_STATED EXERCISE_. Find every line in the records below that contains the string "purple", matching case exactly, and copy each of those lines.

_RAW DATA_.
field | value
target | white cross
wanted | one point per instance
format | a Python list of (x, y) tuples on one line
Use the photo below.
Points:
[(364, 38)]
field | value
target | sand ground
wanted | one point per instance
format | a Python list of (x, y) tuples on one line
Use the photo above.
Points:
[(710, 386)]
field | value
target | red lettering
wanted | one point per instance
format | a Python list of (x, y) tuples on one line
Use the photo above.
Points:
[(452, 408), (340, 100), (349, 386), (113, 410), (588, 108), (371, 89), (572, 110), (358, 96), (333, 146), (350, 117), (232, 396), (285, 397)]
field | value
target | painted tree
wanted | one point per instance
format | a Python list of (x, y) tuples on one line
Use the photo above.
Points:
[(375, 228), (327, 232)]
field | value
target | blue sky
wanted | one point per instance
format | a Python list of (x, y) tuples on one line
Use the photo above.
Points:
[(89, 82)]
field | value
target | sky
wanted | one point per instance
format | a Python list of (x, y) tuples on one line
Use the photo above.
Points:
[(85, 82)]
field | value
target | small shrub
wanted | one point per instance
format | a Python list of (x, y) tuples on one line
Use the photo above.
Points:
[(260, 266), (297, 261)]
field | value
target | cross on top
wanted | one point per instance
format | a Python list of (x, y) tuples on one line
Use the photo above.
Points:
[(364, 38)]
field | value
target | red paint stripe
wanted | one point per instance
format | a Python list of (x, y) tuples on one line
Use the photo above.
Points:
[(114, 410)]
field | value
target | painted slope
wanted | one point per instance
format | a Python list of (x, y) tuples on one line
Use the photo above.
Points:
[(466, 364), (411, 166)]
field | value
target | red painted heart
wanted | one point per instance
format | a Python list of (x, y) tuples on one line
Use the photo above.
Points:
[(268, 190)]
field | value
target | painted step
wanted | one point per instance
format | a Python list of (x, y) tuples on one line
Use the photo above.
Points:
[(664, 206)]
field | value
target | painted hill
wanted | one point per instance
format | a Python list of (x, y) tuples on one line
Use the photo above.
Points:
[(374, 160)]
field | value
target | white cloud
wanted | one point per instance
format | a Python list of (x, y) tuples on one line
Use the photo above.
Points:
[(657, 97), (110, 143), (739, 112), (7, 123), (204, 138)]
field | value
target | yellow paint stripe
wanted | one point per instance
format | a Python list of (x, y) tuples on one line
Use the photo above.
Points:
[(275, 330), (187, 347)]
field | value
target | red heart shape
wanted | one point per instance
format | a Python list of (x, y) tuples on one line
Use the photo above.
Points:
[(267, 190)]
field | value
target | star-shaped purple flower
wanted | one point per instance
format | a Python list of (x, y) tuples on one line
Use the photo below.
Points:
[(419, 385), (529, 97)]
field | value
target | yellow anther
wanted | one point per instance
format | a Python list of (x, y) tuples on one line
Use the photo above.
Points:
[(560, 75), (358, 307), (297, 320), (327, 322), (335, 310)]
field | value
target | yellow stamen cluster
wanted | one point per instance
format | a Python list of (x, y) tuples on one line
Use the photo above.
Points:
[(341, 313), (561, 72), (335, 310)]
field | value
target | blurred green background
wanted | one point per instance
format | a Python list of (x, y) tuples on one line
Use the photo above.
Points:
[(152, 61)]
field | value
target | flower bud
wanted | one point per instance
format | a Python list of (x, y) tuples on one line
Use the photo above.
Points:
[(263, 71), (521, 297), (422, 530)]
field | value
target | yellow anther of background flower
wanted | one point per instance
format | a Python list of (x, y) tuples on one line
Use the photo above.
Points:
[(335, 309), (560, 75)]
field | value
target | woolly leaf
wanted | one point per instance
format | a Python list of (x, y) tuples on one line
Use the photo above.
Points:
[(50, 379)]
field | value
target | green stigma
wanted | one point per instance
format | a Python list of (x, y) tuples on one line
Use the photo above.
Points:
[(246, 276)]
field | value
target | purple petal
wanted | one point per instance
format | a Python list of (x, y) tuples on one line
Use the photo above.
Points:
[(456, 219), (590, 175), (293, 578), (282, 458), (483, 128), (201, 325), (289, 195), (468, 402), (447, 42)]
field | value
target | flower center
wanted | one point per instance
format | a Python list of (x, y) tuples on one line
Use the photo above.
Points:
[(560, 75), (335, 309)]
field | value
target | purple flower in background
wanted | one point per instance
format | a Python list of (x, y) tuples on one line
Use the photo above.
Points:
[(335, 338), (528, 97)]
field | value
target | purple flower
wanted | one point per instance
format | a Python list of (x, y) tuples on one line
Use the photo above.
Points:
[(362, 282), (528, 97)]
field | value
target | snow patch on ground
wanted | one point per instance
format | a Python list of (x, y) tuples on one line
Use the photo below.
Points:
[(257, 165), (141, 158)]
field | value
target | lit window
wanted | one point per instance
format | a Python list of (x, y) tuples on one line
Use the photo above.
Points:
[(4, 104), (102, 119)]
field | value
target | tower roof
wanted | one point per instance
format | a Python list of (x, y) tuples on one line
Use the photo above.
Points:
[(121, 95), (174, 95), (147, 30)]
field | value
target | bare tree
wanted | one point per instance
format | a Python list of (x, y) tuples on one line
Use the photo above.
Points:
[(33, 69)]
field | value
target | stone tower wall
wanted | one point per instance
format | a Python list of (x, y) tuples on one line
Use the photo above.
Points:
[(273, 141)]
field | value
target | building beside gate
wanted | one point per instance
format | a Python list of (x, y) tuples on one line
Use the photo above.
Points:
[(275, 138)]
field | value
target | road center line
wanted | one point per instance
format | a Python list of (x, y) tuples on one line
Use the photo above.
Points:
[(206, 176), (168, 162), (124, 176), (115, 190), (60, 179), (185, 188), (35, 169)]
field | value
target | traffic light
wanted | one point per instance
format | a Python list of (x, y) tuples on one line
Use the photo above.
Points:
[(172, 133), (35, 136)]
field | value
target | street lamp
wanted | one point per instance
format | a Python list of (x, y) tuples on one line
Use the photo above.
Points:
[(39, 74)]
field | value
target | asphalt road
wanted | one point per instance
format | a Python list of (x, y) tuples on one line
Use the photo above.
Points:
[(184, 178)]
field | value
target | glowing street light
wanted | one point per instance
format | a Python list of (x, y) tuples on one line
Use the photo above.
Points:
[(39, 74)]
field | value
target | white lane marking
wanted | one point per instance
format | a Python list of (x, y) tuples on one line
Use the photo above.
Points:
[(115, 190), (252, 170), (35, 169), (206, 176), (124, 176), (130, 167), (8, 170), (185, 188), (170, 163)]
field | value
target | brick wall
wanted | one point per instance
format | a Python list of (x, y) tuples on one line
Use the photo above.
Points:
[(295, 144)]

_TASK ANSWER_.
target | star-shaped purple flower
target | purple petal
target | purple flower in background
target | purple flower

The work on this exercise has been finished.